22 Ottobre 2012
Exibart

Una performer della vita

 

L’intervista/Sissi
Una performer della vita
Tra qualche giorno Sissi inaugura una personale alla Fondazione Volume! di Roma. Come sempre prima delle sue mostre, materiali diversi si sovrappongono e invadono il luogo di lavoro. Perché alla giovane artista bolognese non interessa distinguere i linguaggi artistici, né separare l’esposizione dalla performance, la forma dall’informe. Così come la materia grigia dallo stomaco. L’abbiamo incontrata mentre sta preparando la mostra [di Manuela de Leonardis]

 

Timbri, inchiostri, tamponi, pennelli. Nell’ufficio della Fondazione Volume al n. 73 di Via di San Francesco di Sales a Roma c’è un grande “Paesaggio Interno” di Sissi (Bologna 1977, vive e lavora a Bologna) sul tavolo. “Pareti corporee”, “camerate gestazionali”, muscoli, tessuti, vene che pompano emozioni nell’intreccio di un paesaggio interiore (quello dell’artista) che trova forma sui fogli di carta. Sarà la stessa Sissi, nel corso della performance del 25 ottobre (alle ore 20:00), in occasione della mostra Volume Interno curata da Claudia Gioia (dal 26 ottobre al 25 novembre 2012), a guidare lo spettatore nello spazio di Volume! trasformato in una grande mappa. Pagine e pagine di un libro anatomico. Intanto sorseggia la tisana del dopo pranzo, le mani sporche d’inchiostro, mentre risponde alle domande.

────────

• [Compiti dell'esercizio]:
A – Riporta il passo dell'articolo su Sissi che si apre con le parole contenenti "Timbri, inchiostri, tamponi, pennelli." e si chiude con "risponde alle domande.".
B – Elenca gli strumenti di lavoro nominati nella frase iniziale dell'ultimo paragrafo dell'articolo su Sissi.

────────

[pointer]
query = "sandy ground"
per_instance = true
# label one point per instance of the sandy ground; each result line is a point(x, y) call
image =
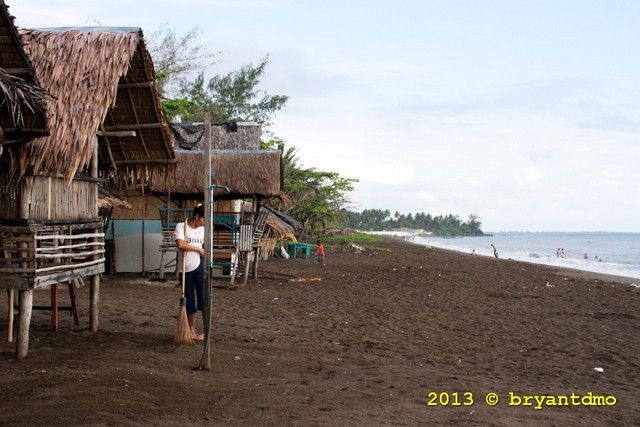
point(377, 340)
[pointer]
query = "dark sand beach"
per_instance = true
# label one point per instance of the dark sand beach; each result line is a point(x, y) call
point(368, 344)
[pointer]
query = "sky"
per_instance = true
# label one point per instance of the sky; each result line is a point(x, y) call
point(525, 113)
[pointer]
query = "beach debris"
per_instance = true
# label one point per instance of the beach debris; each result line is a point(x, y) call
point(304, 279)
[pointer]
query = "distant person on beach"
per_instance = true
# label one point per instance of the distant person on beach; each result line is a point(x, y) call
point(320, 252)
point(495, 251)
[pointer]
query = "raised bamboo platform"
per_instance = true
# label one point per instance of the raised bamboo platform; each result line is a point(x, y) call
point(34, 255)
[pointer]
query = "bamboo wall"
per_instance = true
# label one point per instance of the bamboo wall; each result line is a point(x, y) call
point(39, 255)
point(45, 198)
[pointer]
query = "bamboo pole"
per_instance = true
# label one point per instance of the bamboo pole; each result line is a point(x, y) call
point(11, 295)
point(206, 363)
point(54, 306)
point(94, 288)
point(24, 321)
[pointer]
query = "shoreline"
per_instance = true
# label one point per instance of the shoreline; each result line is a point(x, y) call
point(375, 335)
point(574, 272)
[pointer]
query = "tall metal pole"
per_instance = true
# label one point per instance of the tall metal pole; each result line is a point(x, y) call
point(205, 363)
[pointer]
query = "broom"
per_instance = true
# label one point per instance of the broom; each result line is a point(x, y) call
point(183, 332)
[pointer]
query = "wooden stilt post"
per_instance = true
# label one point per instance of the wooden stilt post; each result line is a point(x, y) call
point(11, 294)
point(255, 263)
point(247, 262)
point(94, 297)
point(24, 321)
point(94, 287)
point(74, 303)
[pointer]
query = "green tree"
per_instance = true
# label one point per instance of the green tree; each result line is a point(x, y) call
point(176, 57)
point(233, 97)
point(318, 198)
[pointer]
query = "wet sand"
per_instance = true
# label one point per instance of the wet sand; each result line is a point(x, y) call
point(367, 344)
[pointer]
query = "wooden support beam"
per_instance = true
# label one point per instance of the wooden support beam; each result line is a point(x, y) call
point(141, 85)
point(117, 134)
point(33, 131)
point(18, 71)
point(147, 162)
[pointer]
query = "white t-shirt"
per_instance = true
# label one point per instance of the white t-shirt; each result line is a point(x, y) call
point(195, 237)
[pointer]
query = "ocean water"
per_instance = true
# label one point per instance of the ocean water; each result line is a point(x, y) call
point(608, 253)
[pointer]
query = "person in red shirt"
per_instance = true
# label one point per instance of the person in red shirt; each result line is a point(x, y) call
point(320, 253)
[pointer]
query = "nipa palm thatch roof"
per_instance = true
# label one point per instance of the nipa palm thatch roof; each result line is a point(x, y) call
point(246, 173)
point(108, 199)
point(103, 80)
point(224, 136)
point(22, 100)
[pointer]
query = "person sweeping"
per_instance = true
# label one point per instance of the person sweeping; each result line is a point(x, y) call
point(189, 238)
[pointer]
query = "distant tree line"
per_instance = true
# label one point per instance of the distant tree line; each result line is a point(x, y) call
point(382, 220)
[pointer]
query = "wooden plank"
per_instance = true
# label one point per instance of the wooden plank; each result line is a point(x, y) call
point(13, 281)
point(70, 255)
point(140, 85)
point(133, 126)
point(65, 276)
point(68, 236)
point(70, 266)
point(79, 245)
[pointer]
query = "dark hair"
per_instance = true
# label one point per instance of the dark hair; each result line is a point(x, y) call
point(198, 210)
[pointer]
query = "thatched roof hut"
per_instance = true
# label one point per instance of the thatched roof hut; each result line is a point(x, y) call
point(103, 81)
point(246, 173)
point(22, 100)
point(224, 136)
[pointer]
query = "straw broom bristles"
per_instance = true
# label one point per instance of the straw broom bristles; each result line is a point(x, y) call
point(183, 332)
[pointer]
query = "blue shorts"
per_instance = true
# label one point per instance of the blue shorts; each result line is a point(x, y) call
point(194, 289)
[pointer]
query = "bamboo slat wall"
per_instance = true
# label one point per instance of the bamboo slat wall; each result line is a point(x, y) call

────────

• [Soluzioni svolte]:
A –
Timbri, inchiostri, tamponi, pennelli. Nell’ufficio della Fondazione Volume al n. 73 di Via di San Francesco di Sales a Roma c’è un grande “Paesaggio Interno” di Sissi (Bologna 1977, vive e lavora a Bologna) sul tavolo. “Pareti corporee”, “camerate gestazionali”, muscoli, tessuti, vene che pompano emozioni nell’intreccio di un paesaggio interiore (quello dell’artista) che trova forma sui fogli di carta. Sarà la stessa Sissi, nel corso della performance del 25 ottobre (alle ore 20:00), in occasione della mostra Volume Interno curata da Claudia Gioia (dal 26 ottobre al 25 novembre 2012), a guidare lo spettatore nello spazio di Volume! trasformato in una grande mappa. Pagine e pagine di un libro anatomico. Intanto sorseggia la tisana del dopo pranzo, le mani sporche d’inchiostro, mentre risponde alle domande.

B – Timbri, inchiostri, tamponi, pennelli.